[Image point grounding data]
□ □ □ □

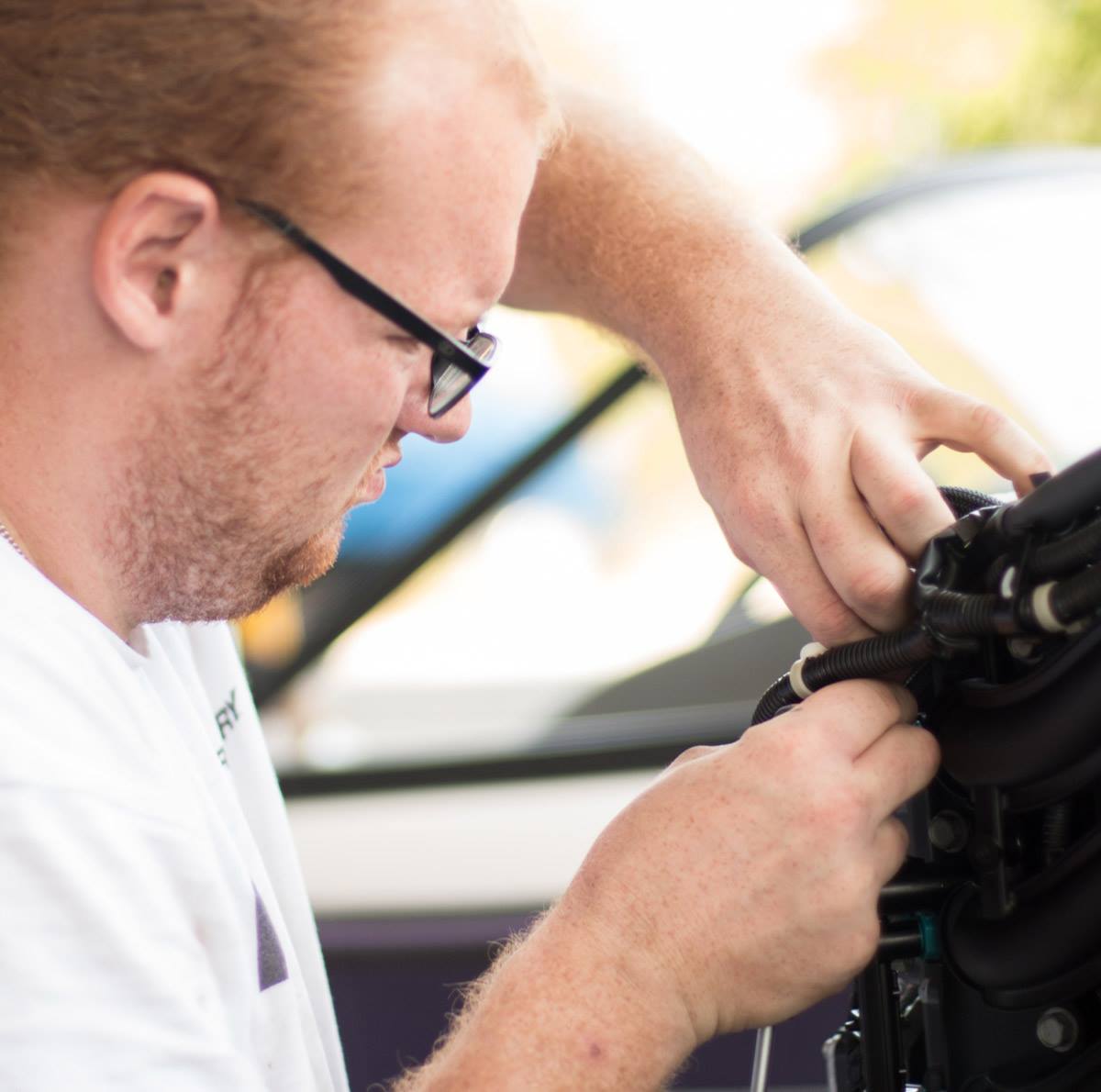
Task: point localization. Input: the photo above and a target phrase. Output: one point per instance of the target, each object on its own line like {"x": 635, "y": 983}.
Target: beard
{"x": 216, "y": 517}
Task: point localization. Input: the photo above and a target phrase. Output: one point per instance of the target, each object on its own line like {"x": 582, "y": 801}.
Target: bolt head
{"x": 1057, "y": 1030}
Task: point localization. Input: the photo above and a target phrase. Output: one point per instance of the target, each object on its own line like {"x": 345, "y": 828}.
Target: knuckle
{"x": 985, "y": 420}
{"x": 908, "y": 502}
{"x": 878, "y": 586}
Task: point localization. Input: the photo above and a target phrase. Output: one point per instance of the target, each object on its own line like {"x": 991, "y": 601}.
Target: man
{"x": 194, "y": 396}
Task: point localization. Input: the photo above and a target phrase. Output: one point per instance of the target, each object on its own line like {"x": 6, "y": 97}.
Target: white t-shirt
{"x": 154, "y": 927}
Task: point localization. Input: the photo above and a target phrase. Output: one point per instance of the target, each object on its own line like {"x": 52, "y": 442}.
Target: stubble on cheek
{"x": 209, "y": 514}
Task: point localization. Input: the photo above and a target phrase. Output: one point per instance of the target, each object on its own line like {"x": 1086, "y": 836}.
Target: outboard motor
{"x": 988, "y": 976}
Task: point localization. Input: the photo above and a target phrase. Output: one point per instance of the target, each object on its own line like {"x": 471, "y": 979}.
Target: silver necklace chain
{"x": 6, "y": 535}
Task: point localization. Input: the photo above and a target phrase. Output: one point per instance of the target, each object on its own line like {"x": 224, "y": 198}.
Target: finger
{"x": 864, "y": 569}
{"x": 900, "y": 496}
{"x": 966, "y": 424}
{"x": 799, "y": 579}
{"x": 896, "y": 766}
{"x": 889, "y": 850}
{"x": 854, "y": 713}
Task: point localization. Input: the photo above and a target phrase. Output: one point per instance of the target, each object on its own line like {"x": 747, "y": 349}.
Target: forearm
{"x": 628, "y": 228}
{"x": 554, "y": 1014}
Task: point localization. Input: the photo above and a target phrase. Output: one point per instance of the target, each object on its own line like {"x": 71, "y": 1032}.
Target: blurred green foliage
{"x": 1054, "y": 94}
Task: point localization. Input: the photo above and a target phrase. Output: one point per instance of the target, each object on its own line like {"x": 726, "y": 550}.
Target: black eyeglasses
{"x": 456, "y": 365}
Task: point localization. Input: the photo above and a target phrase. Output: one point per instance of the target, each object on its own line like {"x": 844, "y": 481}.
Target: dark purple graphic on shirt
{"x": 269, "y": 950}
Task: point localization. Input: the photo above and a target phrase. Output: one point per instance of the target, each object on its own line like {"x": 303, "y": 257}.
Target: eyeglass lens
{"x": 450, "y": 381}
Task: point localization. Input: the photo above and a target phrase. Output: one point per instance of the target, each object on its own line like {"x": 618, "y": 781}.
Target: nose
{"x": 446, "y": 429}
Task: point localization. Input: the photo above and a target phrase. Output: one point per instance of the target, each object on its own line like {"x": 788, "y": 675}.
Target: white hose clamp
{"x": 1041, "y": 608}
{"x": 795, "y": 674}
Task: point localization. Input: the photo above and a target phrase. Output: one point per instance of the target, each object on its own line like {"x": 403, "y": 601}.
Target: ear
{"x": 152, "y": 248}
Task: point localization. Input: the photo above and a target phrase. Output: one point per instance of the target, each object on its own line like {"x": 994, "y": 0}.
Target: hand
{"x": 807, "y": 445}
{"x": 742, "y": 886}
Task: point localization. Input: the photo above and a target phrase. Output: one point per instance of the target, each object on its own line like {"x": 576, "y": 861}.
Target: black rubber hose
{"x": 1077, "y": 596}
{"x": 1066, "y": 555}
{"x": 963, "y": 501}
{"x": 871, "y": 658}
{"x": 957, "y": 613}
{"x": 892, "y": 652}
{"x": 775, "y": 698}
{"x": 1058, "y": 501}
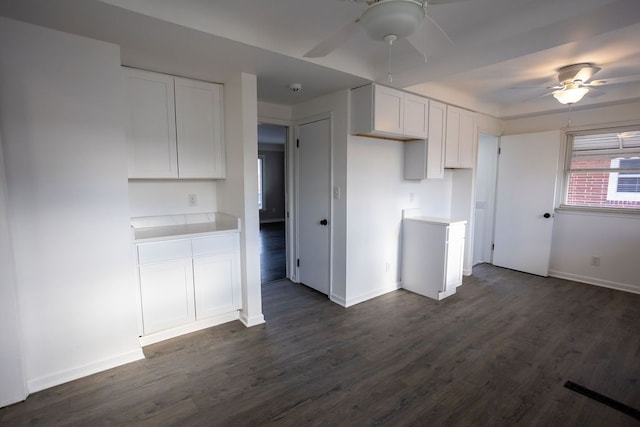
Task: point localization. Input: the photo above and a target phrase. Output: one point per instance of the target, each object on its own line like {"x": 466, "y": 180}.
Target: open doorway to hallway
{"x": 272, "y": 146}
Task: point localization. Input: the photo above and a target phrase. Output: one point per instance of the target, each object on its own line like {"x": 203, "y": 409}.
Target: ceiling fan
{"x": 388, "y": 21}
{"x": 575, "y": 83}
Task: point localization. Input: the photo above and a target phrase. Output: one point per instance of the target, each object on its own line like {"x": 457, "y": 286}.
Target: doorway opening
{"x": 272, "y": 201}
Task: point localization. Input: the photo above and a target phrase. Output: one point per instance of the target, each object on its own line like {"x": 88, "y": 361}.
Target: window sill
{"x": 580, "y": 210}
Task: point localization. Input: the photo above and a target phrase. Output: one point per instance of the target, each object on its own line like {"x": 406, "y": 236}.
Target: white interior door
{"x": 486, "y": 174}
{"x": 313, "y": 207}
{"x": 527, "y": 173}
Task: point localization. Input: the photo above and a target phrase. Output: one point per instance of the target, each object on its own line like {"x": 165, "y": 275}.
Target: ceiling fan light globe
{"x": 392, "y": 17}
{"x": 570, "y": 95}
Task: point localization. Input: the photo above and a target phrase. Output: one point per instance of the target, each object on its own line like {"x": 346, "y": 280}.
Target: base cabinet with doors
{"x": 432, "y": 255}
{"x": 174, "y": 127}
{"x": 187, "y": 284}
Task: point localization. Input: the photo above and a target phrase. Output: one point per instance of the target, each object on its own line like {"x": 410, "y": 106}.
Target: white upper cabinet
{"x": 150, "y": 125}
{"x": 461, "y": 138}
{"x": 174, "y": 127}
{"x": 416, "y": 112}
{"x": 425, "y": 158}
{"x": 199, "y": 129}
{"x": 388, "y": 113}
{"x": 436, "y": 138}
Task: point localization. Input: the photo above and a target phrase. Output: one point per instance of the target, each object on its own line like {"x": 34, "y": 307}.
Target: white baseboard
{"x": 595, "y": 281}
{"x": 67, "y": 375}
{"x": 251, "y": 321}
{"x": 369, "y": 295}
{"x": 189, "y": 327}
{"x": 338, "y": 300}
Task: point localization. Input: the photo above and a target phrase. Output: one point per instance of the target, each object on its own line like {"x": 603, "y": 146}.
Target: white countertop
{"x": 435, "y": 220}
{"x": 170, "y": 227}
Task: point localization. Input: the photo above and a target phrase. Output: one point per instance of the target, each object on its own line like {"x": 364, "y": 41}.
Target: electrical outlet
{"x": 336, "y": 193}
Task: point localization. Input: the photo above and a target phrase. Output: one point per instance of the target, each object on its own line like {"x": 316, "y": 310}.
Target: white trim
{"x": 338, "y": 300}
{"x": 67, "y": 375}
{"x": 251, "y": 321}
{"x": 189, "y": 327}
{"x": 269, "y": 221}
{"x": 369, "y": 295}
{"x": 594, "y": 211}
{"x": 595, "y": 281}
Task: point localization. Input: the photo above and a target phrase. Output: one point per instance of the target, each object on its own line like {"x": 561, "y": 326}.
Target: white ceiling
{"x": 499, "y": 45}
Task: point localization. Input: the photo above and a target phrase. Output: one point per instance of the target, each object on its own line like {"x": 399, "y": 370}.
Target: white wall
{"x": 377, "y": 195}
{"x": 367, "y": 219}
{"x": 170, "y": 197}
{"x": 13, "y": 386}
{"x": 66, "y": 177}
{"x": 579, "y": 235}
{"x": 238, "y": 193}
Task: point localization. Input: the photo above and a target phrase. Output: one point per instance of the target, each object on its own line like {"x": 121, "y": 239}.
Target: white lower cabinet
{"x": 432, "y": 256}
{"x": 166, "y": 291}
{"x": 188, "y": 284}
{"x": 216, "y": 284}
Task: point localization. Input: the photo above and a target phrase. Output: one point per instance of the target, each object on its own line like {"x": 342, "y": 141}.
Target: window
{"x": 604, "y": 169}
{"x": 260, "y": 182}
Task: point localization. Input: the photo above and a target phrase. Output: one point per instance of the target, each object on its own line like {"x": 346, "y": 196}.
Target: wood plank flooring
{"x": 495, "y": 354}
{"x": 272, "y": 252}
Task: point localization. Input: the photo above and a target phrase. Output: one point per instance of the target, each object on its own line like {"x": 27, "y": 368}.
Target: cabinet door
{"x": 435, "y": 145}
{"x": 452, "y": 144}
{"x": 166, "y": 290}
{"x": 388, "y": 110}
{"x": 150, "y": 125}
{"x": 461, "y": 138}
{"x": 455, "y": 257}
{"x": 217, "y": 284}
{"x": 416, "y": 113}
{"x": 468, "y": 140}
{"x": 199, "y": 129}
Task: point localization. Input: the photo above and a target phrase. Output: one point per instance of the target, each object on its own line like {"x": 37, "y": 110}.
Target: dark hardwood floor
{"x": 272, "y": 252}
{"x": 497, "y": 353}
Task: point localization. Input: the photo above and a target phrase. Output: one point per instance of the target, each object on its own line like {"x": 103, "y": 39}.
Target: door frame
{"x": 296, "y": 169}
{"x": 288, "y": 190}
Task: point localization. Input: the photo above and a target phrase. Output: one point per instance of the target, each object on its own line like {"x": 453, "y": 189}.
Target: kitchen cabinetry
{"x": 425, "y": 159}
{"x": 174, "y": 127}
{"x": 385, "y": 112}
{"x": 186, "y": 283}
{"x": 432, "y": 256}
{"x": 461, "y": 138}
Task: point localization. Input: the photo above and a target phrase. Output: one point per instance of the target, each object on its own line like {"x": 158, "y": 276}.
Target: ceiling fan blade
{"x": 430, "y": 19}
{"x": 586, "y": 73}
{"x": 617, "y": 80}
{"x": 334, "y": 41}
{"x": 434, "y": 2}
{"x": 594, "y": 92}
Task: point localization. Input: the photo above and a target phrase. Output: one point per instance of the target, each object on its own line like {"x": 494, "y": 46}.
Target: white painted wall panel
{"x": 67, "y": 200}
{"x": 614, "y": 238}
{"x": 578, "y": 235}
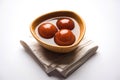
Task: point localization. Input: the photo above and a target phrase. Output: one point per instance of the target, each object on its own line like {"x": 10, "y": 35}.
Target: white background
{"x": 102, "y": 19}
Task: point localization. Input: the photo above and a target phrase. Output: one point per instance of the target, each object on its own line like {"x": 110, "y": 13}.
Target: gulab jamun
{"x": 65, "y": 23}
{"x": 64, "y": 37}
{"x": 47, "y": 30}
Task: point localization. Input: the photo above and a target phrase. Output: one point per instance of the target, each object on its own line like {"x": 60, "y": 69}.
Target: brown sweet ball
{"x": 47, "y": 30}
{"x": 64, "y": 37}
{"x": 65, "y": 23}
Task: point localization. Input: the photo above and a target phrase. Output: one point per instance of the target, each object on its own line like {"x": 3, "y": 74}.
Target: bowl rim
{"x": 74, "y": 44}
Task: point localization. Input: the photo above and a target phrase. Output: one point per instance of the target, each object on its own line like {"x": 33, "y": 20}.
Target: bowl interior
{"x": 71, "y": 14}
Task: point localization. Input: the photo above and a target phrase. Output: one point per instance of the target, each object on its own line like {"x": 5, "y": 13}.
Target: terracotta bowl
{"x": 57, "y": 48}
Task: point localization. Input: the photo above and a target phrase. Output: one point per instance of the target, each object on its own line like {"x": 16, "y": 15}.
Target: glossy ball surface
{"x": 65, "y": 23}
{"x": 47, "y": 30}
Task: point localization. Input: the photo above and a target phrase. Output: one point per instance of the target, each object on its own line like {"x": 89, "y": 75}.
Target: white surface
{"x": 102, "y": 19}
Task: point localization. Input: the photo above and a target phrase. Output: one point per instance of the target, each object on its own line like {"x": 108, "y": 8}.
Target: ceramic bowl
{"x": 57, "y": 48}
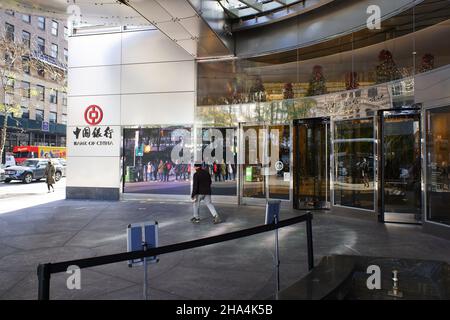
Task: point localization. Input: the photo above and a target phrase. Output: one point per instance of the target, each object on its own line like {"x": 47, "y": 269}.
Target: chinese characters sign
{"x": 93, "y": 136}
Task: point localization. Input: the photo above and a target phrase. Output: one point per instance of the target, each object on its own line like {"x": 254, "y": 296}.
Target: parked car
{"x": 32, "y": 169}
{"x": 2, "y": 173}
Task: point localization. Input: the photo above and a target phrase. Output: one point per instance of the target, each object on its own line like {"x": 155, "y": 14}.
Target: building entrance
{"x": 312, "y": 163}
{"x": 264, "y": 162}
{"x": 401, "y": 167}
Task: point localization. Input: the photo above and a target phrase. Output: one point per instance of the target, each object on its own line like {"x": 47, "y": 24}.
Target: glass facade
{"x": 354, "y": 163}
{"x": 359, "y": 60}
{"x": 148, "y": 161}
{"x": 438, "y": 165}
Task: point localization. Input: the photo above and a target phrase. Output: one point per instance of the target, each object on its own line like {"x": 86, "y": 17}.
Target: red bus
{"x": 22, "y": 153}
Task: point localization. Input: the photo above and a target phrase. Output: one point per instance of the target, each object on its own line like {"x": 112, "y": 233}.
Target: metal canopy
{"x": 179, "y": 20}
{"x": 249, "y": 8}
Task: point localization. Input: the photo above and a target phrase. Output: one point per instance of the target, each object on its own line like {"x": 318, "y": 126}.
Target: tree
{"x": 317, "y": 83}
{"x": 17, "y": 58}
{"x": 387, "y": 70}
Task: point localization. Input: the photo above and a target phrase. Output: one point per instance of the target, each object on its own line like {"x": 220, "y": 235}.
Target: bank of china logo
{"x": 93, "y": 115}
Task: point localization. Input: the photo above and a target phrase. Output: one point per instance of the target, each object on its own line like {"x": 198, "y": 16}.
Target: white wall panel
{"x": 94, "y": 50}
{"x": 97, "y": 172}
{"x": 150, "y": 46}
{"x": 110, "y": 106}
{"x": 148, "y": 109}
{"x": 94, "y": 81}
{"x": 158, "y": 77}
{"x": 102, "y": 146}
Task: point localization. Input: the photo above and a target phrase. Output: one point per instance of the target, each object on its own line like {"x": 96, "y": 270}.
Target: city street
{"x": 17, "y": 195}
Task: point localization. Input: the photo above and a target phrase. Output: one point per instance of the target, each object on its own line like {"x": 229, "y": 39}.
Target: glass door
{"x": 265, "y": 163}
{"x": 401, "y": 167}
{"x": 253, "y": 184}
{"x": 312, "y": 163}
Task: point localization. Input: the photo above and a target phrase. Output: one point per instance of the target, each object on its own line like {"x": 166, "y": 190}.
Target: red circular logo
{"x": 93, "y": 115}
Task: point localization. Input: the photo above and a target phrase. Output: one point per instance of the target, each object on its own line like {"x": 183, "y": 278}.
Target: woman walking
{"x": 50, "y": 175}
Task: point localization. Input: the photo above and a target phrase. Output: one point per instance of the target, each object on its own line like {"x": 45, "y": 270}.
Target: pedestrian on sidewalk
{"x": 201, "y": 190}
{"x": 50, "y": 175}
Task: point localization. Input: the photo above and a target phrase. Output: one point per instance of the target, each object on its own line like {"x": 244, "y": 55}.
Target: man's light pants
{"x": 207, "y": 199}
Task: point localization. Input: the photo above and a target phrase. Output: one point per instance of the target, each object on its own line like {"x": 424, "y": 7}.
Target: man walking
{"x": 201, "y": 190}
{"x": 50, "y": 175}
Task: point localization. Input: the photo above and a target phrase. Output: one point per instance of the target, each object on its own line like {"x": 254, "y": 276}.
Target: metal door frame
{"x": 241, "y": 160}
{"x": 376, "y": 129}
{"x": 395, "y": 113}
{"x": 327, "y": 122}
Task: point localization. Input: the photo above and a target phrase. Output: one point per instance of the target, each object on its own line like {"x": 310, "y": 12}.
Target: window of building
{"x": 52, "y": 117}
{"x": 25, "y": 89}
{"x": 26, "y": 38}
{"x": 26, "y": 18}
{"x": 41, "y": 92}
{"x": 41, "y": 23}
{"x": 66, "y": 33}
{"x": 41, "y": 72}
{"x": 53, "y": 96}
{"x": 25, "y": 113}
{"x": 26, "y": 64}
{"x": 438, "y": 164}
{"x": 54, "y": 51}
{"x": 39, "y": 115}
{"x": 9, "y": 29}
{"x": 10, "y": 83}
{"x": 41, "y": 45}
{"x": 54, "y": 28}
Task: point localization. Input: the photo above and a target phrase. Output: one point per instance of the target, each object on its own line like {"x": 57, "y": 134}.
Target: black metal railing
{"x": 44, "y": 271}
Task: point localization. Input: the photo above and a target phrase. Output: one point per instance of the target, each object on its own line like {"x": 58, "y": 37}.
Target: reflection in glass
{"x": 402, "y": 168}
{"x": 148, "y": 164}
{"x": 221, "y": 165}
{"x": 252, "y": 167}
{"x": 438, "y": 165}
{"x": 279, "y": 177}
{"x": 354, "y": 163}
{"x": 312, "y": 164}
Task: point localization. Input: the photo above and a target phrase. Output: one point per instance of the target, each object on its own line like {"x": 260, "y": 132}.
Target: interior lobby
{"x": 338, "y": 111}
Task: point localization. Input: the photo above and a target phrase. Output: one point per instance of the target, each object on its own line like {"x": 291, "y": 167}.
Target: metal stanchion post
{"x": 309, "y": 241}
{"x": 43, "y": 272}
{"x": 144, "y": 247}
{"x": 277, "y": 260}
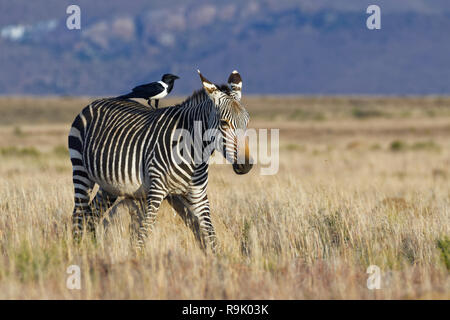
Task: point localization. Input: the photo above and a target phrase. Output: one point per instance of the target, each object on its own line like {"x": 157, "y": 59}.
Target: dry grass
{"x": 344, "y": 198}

□ □ □ □

Output only these lines, word for word: the line containing "Target: interior lobby" and every line after it through the last line of the data. Omit the pictures.

Target: interior lobby
{"x": 338, "y": 111}
Task: point localization. Input: the photo above and a target phrase. Output: one point per instance of the target, each object on its own line like {"x": 291, "y": 167}.
Target: metal stanchion post
{"x": 309, "y": 241}
{"x": 43, "y": 272}
{"x": 144, "y": 247}
{"x": 277, "y": 260}
Task: point localization. Input: the photo above and a target phrase. Output: one point per instance of the target, each object on its own line like {"x": 157, "y": 59}.
Target: dry grass
{"x": 344, "y": 198}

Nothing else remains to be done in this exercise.